■ TEXTO DO DOCUMENTO:
.....

É chegada a hora de abordar mais um importante tema relacionado às Artes da Cena e à temática da Presença. Neste número, propomos uma imersão no universo da Educação Somática. Como os demais, este número nos rendeu bastante trabalho, mas também muita satisfação pelo alcance do tema e pela singularidade e riqueza das abordagens propostas nos textos.

Nossa tarefa foi ainda mais difícil pela quantidade de textos submetidos, o que corroborou ainda mais para ratificar a importância do tema, sua potência e interesse no campo das Artes da Cena no Brasil e no mundo. Em função disso, escolhemos dedicar todo o número ao tema da Somática e, ao contrário do que normalmente fazemos, não apresentamos aqui senão três seções dedicadas à chamada de capa.

Nossa publicação propõe-se, assim, à difícil tarefa de disponibilizar e divulgar textos que envolvem importantes e atuais discussões relativas às práticas cênicas, seja do ponto de vista da prática artística, pedagógica ou da pesquisa da cena contemporânea. Tais práticas foram pensadas, sobretudo, a partir de uma visão interdisciplinar com todos os seus desdobramentos; por isso mesmo, queríamos, há algum tempo, tematizar a Educação Somática.

Para compor este número, contamos com os trabalhos de autores nacionais e estrangeiros que problematizaram o tema, aportando diferentes perspectivas e aproximações. Esses textos foram alocados em seções temáticas para que possamos situá-los na ampla discussão que a temática encerra.

Assim, iniciamos com a seção Epistemologias da Somática, que engloba quatro textos e principia pelo trabalho da professora Ciane Fernandes, da Universidade Federal da Bahia, Brasil, com o artigo intitulado Quando o Todo é mais que a Soma das Partes: somática como campo epistemológico contemporâneo. No texto, a autora discute alguns aspectos referentes à Somática na contemporaneidade a partir de suas bases técnicas e conceituais, esclarecendo premissas e aplicações, bem como equívocos e restrições. Ela problematiza diferentes aspectos que incluem desde as origens do campo: conceitual, histórico e técnico; passando pelas premissas e princípios comuns desenvolvidos por técnicas somáticas diversas; e chegando à institucionalização em cursos profissionalizantes e/ou acadêmicos, bem como a Somática como campo autônomo terapêutico, educativo, estético e de pesquisa.

As professoras Priscila Rosseto Costa e Márcia Strazzacappa, da Universidade Estadual de Campinas, Brasil, trazem-nos, sob o título A Quem possa Interessar: a Educação Somática nas pesquisas acadêmicas, uma análise crítica sobre os diferentes campos de conhecimento em que estão sendo realizadas as produções científicas sobre Educação Somática. A partir de um levantamento amplo e bem fundamentado, realizado junto a diferentes bases de dados acadêmicas - como artigos de periódicos, trabalhos de conclusão de curso de graduação, dissertações e teses -, as autoras visam, sobretudo, ofertar subsídios para trabalhos futuros.

.....

■ DADOS FORNECIDOS:
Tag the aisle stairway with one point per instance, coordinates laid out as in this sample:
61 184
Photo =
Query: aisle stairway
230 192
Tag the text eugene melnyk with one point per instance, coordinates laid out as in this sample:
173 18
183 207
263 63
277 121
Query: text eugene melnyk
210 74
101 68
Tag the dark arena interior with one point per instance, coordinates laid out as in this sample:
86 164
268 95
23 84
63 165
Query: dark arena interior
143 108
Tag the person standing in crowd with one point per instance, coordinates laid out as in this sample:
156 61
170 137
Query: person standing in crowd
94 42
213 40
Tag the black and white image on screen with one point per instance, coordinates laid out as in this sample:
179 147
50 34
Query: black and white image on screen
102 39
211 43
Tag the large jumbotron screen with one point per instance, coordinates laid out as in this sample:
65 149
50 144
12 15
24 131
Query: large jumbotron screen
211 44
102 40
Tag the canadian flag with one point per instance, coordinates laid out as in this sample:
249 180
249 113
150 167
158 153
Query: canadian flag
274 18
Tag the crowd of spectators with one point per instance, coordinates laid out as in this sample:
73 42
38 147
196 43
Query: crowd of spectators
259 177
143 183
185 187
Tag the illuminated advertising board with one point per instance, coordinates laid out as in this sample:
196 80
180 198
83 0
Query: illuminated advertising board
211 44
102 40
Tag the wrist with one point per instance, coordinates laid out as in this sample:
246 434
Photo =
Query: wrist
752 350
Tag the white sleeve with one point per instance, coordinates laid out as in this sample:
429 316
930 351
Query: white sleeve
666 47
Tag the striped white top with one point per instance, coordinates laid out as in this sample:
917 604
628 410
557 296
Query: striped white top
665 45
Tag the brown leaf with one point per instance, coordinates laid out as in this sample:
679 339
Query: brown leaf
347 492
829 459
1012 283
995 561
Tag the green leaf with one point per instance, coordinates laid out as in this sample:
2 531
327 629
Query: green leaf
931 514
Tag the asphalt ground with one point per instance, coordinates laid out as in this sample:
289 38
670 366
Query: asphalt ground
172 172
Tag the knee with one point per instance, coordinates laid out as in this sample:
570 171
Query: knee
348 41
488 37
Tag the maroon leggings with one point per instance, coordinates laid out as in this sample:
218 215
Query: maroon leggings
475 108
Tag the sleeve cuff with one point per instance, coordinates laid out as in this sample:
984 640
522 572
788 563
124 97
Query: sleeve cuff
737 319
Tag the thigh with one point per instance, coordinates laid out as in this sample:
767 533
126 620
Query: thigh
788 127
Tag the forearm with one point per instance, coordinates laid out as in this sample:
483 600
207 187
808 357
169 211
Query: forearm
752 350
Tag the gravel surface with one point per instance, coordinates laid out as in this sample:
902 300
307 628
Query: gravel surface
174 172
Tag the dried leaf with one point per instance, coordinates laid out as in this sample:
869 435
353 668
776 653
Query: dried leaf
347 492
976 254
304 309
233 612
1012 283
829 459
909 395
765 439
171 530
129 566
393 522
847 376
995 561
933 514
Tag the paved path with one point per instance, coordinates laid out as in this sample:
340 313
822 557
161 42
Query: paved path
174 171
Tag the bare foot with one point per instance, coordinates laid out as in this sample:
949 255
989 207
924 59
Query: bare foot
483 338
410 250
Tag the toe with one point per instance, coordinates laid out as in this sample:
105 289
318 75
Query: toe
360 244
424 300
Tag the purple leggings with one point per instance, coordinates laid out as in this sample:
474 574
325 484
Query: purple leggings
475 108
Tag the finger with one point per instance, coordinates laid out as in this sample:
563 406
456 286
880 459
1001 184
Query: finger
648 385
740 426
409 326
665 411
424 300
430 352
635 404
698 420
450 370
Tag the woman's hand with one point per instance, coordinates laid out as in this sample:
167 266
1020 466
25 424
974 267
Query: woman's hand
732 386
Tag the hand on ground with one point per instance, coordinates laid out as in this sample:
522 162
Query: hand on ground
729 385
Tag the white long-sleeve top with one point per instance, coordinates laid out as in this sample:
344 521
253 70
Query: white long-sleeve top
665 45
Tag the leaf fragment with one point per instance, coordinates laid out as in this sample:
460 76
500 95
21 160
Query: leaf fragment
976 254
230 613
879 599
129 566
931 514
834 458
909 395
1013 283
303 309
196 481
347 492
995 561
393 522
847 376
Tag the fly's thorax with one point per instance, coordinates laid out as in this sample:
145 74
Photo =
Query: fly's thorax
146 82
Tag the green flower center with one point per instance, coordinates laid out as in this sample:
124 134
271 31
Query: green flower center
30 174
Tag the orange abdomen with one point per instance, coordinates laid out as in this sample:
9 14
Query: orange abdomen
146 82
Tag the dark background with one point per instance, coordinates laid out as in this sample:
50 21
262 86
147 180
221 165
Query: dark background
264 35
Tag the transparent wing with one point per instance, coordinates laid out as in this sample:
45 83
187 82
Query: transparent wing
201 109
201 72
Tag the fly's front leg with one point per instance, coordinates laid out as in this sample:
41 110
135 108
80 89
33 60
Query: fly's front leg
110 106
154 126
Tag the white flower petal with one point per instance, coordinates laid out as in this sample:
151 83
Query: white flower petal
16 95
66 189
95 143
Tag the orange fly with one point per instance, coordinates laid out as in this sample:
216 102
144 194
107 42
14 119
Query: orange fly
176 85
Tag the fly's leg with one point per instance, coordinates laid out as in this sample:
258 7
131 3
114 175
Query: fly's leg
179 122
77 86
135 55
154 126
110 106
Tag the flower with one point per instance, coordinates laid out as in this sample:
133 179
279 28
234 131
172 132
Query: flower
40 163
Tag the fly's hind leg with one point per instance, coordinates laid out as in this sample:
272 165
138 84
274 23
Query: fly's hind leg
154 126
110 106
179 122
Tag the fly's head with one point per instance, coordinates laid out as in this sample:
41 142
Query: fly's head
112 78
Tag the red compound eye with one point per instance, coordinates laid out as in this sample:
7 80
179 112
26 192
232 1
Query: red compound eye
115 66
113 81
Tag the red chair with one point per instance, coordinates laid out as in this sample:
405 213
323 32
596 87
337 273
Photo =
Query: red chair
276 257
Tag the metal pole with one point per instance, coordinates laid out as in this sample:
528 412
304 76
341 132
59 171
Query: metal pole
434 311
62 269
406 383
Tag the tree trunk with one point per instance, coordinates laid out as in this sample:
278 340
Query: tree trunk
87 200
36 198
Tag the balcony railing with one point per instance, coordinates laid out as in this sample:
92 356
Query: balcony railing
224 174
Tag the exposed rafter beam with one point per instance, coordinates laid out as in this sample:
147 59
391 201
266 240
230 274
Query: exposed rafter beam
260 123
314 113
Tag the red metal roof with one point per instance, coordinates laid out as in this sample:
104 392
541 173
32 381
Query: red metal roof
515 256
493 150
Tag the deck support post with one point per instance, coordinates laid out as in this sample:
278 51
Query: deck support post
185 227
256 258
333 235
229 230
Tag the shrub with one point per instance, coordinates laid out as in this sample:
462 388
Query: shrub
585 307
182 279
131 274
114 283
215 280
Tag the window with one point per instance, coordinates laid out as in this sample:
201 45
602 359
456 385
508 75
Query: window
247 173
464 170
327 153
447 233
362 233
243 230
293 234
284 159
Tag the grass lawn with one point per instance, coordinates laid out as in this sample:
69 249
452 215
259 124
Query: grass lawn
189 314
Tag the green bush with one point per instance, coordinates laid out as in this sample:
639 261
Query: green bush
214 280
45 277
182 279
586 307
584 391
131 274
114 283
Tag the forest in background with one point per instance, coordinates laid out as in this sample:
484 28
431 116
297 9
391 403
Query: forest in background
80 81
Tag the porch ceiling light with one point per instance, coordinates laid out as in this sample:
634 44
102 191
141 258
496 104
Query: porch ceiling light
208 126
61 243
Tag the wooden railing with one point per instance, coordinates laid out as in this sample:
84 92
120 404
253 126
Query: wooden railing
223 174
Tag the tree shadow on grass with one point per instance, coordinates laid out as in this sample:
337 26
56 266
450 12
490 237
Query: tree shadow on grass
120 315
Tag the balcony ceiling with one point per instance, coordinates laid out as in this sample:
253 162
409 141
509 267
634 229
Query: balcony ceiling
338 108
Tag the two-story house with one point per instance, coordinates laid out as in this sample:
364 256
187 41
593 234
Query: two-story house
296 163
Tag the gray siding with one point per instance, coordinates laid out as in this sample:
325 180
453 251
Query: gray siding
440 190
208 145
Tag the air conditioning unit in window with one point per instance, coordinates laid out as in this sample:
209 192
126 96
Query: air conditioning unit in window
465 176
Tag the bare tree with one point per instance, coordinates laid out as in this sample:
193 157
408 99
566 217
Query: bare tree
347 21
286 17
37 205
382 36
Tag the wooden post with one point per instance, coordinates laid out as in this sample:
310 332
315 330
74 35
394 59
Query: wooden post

.....

■ PROBLEMA A RESOLVER: Indique se cada afirmação abaixo está de acordo com o texto sobre Educação Somática, respondendo sim ou não e citando literalmente o trecho do texto que decide a questão. (a) O número traz apenas três seções dedicadas à chamada de capa. (b) A seção Epistemologias da Somática reúne cinco textos. (c) Priscila Rosseto Costa e Márcia Strazzacappa são da Universidade Federal da Bahia.

■ RESPOSTA FINAL:
(a) Sim: "não apresentamos aqui senão três seções dedicadas à chamada de capa".
(b) Não: "que engloba quatro textos".
(c) Não: "da Universidade Estadual de Campinas, Brasil".